_DIRECTIVE_.
Duplicate the material from the line with "Please trace the outline of every instance of the thick" to the line with "88 163 L 52", both included.

_GIVEN DATA_.
■ ■ ■
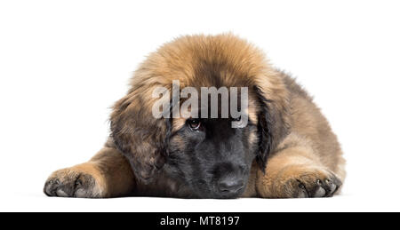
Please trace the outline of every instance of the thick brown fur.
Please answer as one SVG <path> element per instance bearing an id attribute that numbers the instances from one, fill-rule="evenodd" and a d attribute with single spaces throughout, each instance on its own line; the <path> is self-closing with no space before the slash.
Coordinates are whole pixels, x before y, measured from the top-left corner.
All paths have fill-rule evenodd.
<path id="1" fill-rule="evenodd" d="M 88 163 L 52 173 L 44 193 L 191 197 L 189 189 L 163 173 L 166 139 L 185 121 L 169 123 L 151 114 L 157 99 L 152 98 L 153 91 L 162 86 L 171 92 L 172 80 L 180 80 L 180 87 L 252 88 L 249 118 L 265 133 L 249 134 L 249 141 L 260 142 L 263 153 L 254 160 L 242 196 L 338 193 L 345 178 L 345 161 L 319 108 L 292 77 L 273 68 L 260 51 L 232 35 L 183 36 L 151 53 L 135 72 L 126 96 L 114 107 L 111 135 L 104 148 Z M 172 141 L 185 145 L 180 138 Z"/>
■ ■ ■
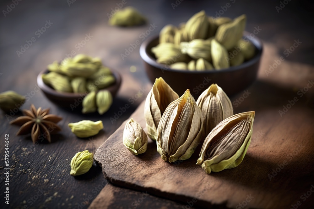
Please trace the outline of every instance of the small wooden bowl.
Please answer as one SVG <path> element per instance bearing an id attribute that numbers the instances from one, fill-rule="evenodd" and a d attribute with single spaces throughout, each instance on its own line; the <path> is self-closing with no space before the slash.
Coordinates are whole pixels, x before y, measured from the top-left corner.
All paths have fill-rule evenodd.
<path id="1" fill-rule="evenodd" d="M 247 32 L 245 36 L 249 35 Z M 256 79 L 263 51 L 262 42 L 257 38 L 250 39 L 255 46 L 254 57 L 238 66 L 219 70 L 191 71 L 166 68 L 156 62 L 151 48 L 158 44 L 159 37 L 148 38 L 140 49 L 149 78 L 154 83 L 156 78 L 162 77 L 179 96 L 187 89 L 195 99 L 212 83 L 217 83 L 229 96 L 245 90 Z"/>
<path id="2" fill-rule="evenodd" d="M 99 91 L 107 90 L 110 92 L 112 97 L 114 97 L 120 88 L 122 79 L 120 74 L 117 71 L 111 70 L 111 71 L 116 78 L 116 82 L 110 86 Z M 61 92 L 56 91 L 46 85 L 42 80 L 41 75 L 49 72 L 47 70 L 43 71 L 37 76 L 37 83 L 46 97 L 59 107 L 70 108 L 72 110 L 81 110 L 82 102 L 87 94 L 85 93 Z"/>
■ ■ ■
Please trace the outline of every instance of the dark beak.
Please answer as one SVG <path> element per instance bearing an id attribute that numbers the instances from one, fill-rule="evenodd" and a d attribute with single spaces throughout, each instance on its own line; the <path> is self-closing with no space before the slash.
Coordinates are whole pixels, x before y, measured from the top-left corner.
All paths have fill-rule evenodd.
■ ■ ■
_TASK OUTPUT_.
Please trace the outline of every instance of the thick brown fur.
Please answer as one SVG <path> element per instance bearing an id attribute that numbers the instances from one, fill-rule="evenodd" and a d attribute with single spaces throughout, each instance on its own line; the <path> is self-closing with no space before the slash.
Coordinates are whole pixels, x before y, measured from the top-left corner.
All paths have fill-rule evenodd.
<path id="1" fill-rule="evenodd" d="M 88 163 L 52 173 L 44 193 L 191 197 L 189 189 L 163 173 L 166 139 L 185 121 L 169 123 L 151 114 L 157 99 L 152 98 L 153 91 L 162 86 L 171 92 L 172 80 L 180 80 L 180 87 L 252 88 L 249 118 L 265 133 L 249 134 L 249 141 L 260 142 L 263 153 L 254 160 L 242 196 L 338 193 L 345 178 L 345 161 L 319 108 L 292 77 L 273 68 L 260 51 L 232 35 L 183 36 L 151 53 L 135 72 L 126 96 L 114 107 L 111 135 L 104 148 Z M 172 141 L 185 145 L 180 138 Z"/>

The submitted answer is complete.